→ **Object point labels**:
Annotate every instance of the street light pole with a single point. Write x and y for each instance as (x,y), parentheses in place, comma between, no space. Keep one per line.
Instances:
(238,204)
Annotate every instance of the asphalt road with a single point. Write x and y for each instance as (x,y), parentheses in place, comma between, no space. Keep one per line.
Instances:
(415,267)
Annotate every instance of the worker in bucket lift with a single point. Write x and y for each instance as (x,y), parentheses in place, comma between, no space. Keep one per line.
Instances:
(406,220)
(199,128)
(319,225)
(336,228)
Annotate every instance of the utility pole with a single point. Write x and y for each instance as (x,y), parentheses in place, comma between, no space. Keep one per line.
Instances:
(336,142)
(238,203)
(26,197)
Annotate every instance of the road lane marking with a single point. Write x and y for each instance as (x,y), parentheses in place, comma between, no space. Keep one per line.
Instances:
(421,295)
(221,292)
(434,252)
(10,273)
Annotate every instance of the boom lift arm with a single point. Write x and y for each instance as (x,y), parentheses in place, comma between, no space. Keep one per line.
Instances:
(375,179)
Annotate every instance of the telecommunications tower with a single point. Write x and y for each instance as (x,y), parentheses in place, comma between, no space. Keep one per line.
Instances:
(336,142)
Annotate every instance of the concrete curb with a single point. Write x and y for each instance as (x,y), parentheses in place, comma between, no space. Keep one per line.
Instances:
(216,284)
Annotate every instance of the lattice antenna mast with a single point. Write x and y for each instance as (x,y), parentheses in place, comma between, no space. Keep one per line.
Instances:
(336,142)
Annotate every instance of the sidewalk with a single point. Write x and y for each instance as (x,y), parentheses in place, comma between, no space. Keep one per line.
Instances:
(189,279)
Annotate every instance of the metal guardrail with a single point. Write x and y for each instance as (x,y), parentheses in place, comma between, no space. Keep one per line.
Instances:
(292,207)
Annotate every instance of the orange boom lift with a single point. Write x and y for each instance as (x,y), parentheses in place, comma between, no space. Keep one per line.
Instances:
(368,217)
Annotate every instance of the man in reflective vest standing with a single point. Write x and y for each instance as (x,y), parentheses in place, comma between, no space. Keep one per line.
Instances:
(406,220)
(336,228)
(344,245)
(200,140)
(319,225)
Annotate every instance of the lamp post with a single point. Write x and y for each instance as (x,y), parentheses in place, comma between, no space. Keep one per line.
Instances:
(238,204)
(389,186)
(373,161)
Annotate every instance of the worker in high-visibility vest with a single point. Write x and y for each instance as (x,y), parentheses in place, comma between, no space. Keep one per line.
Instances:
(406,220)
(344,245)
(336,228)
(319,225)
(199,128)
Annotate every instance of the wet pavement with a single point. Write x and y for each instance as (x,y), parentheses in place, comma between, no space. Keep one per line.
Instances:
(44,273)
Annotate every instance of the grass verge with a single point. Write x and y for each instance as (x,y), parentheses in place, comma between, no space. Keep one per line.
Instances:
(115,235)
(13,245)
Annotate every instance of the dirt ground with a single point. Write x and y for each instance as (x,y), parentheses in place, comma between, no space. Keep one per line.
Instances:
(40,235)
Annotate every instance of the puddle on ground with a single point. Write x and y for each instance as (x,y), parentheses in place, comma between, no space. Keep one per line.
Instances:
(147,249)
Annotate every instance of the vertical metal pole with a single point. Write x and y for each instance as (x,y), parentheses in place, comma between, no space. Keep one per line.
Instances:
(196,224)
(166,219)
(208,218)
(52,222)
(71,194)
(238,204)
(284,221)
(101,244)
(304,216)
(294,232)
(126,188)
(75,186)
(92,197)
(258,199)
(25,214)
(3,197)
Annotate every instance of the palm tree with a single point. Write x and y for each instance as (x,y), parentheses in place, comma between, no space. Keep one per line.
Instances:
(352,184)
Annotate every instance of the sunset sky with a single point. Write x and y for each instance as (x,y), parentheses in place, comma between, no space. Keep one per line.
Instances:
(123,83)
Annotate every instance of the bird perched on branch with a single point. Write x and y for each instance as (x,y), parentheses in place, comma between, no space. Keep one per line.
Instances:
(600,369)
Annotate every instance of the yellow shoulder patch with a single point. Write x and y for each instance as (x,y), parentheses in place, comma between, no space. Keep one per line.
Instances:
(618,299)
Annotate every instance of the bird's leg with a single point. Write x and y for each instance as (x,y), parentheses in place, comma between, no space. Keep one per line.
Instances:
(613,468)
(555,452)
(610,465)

→ **Task requirements**:
Copy every line of the items above without changing anything.

→ **Solution below**:
Annotate every instance of the street light pole with a single point. Write x and y for each instance as (x,y), parentheses in place, comma between, no space. Keep one per line.
Instances:
(238,204)
Annotate every instance of the asphalt road with a single point. Write x and y for each instance as (x,y), parentheses in place, comma between, no space. Keep one per line.
Instances:
(415,267)
Annotate every instance of the worker in bucket lift with a single point. Write x and y for each instance as (x,y), parentheses in place, comma between, no space. Keep one per line.
Instances:
(406,220)
(199,128)
(319,225)
(336,228)
Annotate every instance of the utility pole with a single point. Write x and y for each instance as (x,y), parentheses in place, comma between, no space. Keep one per line.
Instances:
(336,142)
(238,203)
(26,197)
Annotate every instance of the road lane marking with a single point. Write x and y for each instance as (x,y), parentheses in place, comma between, no space. Keep one per line.
Instances:
(421,295)
(221,292)
(434,252)
(10,273)
Annotate every instance of the boom lift arm with a single point. Write x and y for each instance as (x,y), parentheses in place, comma between, no space. Keep one per line.
Instances:
(375,179)
Annotate every instance of the telecommunications tower with a single point. Write x and y for each instance as (x,y), parentheses in place, comma between, no space. Keep one per line.
Instances:
(336,142)
Annotate every instance of the concrete curb with a single point. Write x and y for each instance as (x,y), parentheses in place, comma between, no space. Keep one per line.
Instances:
(216,284)
Annotate every instance of the lattice antenna mast with a single point. Write x and y for each instance as (x,y), parentheses in place, comma between, no space. Keep one per line.
Instances:
(336,142)
Annotate every instance of the sidewalk with a single point. Write x and y for each instance as (x,y), parentheses in place, comma between, no space. Keep one per line.
Instances:
(189,279)
Annotate every instance of the metal guardrail with a single point. Write x and y for each instance as (x,y), parentheses in place, comma between, no space. Keep one per line.
Instances:
(292,207)
Annotate every instance of the orange boom lift with a single point. Write x and y for each instance as (x,y), parentheses in place, comma between, no space. Keep one per line.
Instances:
(368,217)
Annotate every instance of the man in reflective vest standing with a single point. Write x and y for each instance as (x,y), parentheses in place, comma between, no space. Keep one per line.
Instances:
(406,220)
(336,228)
(344,245)
(200,140)
(319,225)
Annotate every instance of the lamp post with a single point. Write x and y for each instance as (x,y), parentheses in place, comma between, no space. Keep one per line.
Instances:
(238,204)
(389,186)
(373,161)
Annotate every instance of the worker in high-visibility vest with a single point. Write x and y for each instance as (x,y), parentheses in place, comma between, no space. Keep one per line.
Instances:
(406,220)
(344,245)
(336,228)
(319,225)
(199,128)
Annotate every instance of the wet pavement with a single point. Write x and y for each instance as (x,y), parentheses in place, comma between, no space. Keep one per line.
Instances:
(44,273)
Annotate every instance of the grass verge with a single point. Write x and y for each instance as (x,y), parentheses in place, comma between, no space. Keep one per line.
Instances:
(115,235)
(13,245)
Annotate every instance of the dirt ground with a single point. Write x and y for each instance as (x,y), parentheses in place, comma between, no space. Keep one per line.
Instances:
(40,235)
Annotate every instance of the puddle on ground with a single point. Write x and y for each instance as (x,y), parentheses in place, comma between, no space. Keep one per line.
Instances:
(147,249)
Annotate every instance of the vertical metal pole with a single point. Write x and y for each instance as (x,y), parentheses in place, comma between, no space. Keep one per line.
Instances:
(196,224)
(166,219)
(208,218)
(52,222)
(71,194)
(238,204)
(284,221)
(101,244)
(304,216)
(294,232)
(126,188)
(75,186)
(92,197)
(258,199)
(25,214)
(3,197)
Annotate every instance of the palm tree with a single point. Write x and y for each instance as (x,y), parentheses in place, comma between, no space. Keep one per line.
Instances:
(352,184)
Annotate every instance of the sunset sky with a single point. Write x and y for each instance as (x,y), parentheses in place, comma between, no space. Keep one per line.
Instances:
(123,83)
Annotate every instance of the bird perched on branch with a single point. Write x and y for each instance as (x,y), parentheses in place, comma between, no space. Keep one per line.
Instances:
(600,369)
Annotate every instance of the yellow shoulder patch with a single point. Write x and y for each instance as (x,y), parentheses in place, comma between, no space. Keep one per line.
Instances:
(618,299)
Annotate every instance of the bird's leg with a single point. Write x and y for each instance as (x,y), parentheses in place, comma between, no space. Keep one per line.
Instances:
(613,468)
(555,452)
(610,465)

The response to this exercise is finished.